Please write out again the part of the records that opens with the line containing "Objective — for every instance of the white baseboard, place" and closes with the end of the records, keeping every line and shifting each coordinate in the answers by -38 while all other numbers stay as they are.
------ DATA ENTRIES ------
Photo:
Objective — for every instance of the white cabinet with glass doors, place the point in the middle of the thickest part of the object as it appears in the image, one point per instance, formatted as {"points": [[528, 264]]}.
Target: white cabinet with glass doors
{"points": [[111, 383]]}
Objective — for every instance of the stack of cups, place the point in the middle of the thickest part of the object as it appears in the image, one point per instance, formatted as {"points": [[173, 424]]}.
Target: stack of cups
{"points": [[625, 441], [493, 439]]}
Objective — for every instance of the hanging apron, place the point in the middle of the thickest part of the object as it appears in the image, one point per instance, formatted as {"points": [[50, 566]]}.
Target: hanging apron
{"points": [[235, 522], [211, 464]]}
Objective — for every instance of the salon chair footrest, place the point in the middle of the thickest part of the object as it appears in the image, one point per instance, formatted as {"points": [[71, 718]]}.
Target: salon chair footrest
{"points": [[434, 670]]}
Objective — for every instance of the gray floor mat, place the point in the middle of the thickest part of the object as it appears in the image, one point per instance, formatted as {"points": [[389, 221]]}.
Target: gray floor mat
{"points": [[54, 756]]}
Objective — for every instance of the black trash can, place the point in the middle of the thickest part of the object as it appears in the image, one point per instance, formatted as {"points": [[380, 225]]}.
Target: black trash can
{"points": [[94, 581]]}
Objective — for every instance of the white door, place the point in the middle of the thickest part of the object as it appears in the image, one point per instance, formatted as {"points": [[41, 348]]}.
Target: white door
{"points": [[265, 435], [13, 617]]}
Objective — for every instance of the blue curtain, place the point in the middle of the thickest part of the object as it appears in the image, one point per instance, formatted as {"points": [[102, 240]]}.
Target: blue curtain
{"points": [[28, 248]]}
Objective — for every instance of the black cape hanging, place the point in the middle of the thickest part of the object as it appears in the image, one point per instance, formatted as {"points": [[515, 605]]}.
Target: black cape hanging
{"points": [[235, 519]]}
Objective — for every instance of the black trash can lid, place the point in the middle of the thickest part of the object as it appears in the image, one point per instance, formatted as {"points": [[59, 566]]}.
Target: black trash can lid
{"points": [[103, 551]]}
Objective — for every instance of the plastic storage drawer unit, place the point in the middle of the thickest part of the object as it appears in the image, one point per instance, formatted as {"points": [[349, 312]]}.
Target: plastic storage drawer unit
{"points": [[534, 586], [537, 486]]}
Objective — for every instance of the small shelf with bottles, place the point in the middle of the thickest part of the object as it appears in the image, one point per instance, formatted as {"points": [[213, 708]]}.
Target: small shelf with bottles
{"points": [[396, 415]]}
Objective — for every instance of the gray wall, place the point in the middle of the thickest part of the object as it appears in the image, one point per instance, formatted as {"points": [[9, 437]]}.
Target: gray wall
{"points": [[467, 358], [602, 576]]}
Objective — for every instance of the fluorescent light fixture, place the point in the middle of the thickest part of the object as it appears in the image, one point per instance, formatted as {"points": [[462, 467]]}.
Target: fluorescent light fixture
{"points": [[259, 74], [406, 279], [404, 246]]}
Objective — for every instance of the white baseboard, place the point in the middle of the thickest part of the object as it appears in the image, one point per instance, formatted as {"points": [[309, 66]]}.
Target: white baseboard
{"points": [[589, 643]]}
------
OUTPUT FOR THIS TASK —
Objective — for every instance of the white baseboard, place the point in the middle of the thickest part of the object as it appears in the image, one point per instance, formatted as {"points": [[309, 66]]}.
Target: white baseboard
{"points": [[551, 605]]}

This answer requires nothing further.